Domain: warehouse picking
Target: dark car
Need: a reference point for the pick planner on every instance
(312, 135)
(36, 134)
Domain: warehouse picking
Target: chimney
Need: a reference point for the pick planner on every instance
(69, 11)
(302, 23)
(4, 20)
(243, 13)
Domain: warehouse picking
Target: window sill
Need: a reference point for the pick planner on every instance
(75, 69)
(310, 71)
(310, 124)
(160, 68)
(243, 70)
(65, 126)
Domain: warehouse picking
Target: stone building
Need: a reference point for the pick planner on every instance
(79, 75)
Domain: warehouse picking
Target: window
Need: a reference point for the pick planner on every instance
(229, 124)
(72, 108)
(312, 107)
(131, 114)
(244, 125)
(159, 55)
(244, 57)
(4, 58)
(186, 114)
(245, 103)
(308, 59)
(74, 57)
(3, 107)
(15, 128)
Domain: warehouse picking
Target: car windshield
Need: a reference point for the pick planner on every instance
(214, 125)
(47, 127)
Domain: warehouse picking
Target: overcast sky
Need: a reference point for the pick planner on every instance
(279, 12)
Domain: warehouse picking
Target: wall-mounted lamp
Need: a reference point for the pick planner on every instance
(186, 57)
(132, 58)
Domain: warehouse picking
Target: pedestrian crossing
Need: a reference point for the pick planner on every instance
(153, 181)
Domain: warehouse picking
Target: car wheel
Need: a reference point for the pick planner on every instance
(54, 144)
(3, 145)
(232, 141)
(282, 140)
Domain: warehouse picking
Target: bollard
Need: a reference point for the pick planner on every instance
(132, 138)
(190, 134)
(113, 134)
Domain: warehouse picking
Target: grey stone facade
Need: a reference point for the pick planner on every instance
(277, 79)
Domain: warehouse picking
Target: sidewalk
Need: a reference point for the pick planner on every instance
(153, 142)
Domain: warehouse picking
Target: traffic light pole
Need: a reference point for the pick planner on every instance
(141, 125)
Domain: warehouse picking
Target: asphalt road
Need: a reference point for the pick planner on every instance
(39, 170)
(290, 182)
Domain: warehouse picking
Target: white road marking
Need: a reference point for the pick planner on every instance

====

> **DIRECTIVE**: Count the lines in the items above that contain the string "road", treating uppercase and lowercase as distinct. Give only the number.

> **COMPLETE ANSWER**: 2